Questions to answer =
1) In the passage on raster compression, render the sentence "Lossless WebP is also faster by nearly a factor of four on Cloud Run." into Spanish.
2) Retype the stretch of the passage on raster compression from "I decided to" through "Run. Go figure.".
3) Continue the passage on raster compression from the point where it ends.
[Exercise passage — start]
After this fix, step #4 above changed from writing a single ‘regional mosaic’ file into writing each tile from step #3 to disk and then creating a GDAL VRT.

Making things smaller

JPEG-XL compresses rasters really well at the cost of time and is the newest raster codec generally supported by GDAL. I assumed that newest meant best. I was wrong. Again.

JPEG-XL with a high effort compression setting might be another approach to reducing the per-region mosaic file size in step #4 to under 10GB per file. Unfortunately, while JPEG-XL compresses raster images well, the high effort compression settings also take a long time–as in, several minutes per Sentinel-2 tile on my laptop and up to 30 minutes per tile in a 4 core GCP Cloud Run container.

Aside, I have read rumors that the reason JPEG-XL has not been adopted widely in browsers is due to the decoder’s relatively high CPU consumption.

I decided to test compression settings as part of one of several rounds of hand tuning. Lossless WebP turned out to compress nearly as well and in some cases better than JPEG-XL with an effort of 6. Lossless WebP is also faster by nearly a factor of four on Cloud Run. Go figure.
[Exercise passage — finish]
[Dataset entries — start]
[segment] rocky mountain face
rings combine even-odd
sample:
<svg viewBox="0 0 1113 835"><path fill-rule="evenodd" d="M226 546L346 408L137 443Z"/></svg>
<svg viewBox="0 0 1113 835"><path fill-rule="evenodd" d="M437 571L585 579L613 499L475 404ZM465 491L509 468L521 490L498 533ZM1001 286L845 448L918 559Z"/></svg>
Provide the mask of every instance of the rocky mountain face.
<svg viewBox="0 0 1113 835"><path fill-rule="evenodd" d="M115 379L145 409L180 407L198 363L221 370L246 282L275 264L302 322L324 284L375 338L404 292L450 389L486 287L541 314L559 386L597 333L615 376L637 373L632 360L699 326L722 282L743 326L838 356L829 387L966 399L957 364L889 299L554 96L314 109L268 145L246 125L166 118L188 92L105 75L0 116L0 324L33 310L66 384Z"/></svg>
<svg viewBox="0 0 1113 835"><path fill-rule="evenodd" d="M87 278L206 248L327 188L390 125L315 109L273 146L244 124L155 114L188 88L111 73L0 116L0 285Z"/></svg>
[Dataset entries — finish]
Answers given =
1) WebP sin pérdida también es casi cuatro veces más rápido en Cloud Run.

2)
I decided to test compression settings as part of one of several rounds of hand tuning. Lossless WebP turned out to compress nearly as well and in some cases better than JPEG-XL with an effort of 6. Lossless WebP is also faster by nearly a factor of four on Cloud Run. Go figure.

3)
Resiliency

Claude Code generated both standard resiliency changes and some pretty useless changes. On the good side, adding HTTP request retries with exponential backoff was helpful when dealing with the Copernicus STAC API which is heavily rate limited.

On the useless side of things, Claude Code generated a write-then-copy scheme where outputs are written to a temporary file in /tmp and then copied to the final output. I understand the intuitive logic of this and why source material across the internet might suggest it, but the approach makes assumptions about the application’s operating environment that are not always true. In our case, the Google Cloud Storage FUSE drive includes caching and retries anyway that make this feature superfluous.

Much less helpfully, Claude Code generated non-pythonic code that failed to use python context handlers in multiple locations meaning that try-finally statements were need to clean up file handles. I fixed these manually.

On the topic of threading

GDAL has confusing threading options. Claude Code also got them mostly wrong. I got them wrong for a while too.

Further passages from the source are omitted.